◆ Written task
Please convert the data into a JSON list of strings, starting at the line containing "Spot the iron" and ending at the line containing "(1106, 792)", with both lines included. Use one string per line and leave out blank lines.

◆ Records for this task

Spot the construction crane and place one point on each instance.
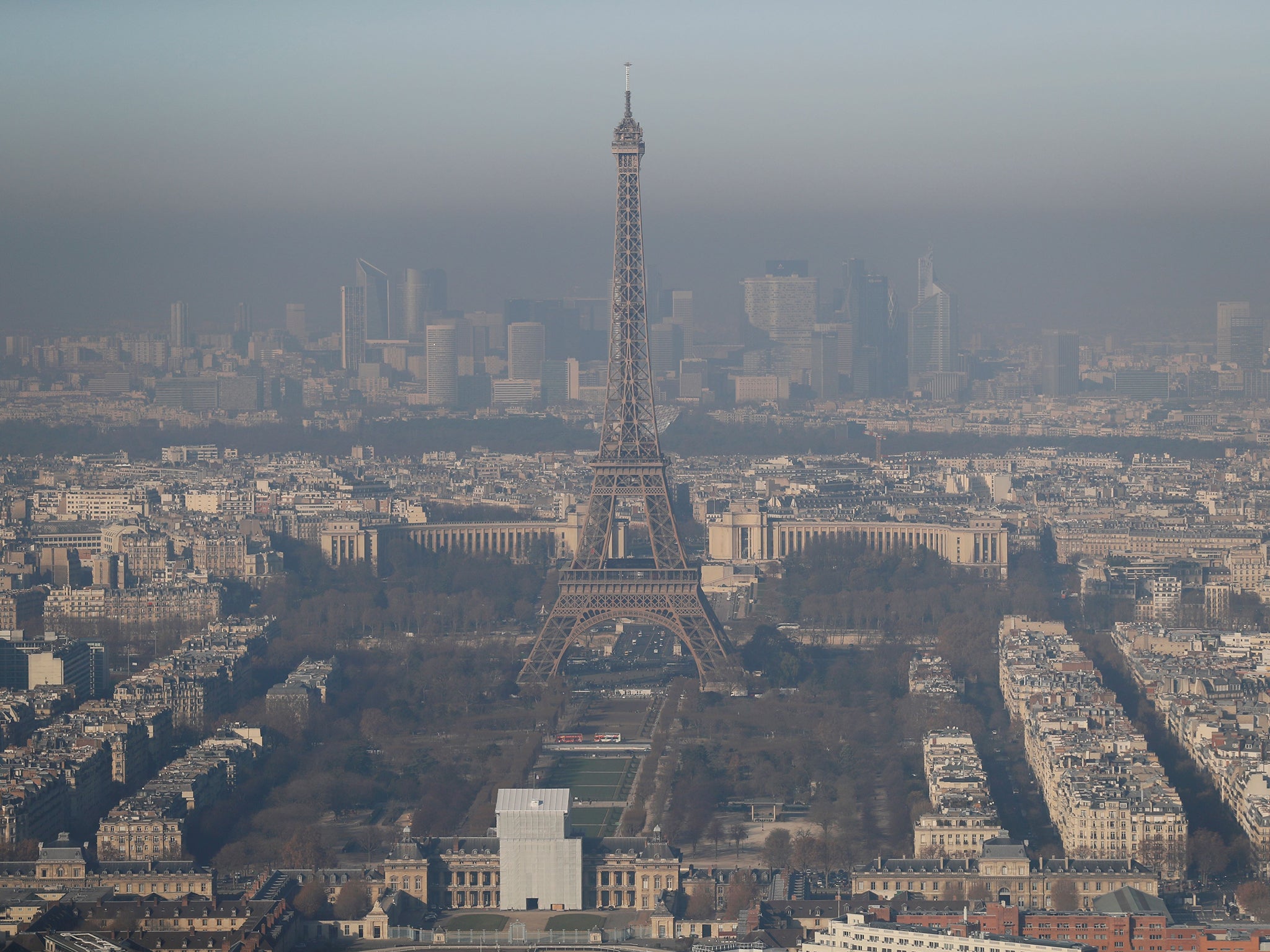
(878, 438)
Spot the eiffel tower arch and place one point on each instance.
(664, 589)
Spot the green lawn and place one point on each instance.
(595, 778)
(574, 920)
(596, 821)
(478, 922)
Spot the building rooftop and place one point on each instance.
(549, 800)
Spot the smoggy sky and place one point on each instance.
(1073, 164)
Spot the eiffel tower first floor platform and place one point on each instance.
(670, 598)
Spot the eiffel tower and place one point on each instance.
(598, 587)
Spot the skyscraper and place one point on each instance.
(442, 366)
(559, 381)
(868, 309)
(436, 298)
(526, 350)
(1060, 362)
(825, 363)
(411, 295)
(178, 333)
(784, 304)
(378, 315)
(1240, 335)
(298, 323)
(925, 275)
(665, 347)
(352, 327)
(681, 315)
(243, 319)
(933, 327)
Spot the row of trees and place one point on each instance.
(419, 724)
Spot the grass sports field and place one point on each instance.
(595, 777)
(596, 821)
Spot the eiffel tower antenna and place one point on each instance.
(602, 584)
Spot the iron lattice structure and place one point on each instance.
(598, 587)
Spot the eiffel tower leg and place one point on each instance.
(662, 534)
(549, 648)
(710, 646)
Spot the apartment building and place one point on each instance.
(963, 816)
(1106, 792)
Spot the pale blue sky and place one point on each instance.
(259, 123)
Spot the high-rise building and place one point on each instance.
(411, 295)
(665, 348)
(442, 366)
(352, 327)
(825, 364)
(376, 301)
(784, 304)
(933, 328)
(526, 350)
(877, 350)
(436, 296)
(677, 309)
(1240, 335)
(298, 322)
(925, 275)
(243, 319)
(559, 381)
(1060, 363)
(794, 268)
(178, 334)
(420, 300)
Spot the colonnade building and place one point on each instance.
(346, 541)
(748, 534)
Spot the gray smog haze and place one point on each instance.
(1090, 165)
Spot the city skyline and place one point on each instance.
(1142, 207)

◆ Response to this task
[
  "Spot the iron lattice structure and place one point on each instance.",
  "(598, 587)",
  "Spot the eiffel tower leg and place one point on each instance.",
  "(662, 534)",
  "(549, 648)",
  "(710, 646)",
  "Spot the apartment building and place one point on each instance.",
  "(963, 816)",
  "(1106, 792)"
]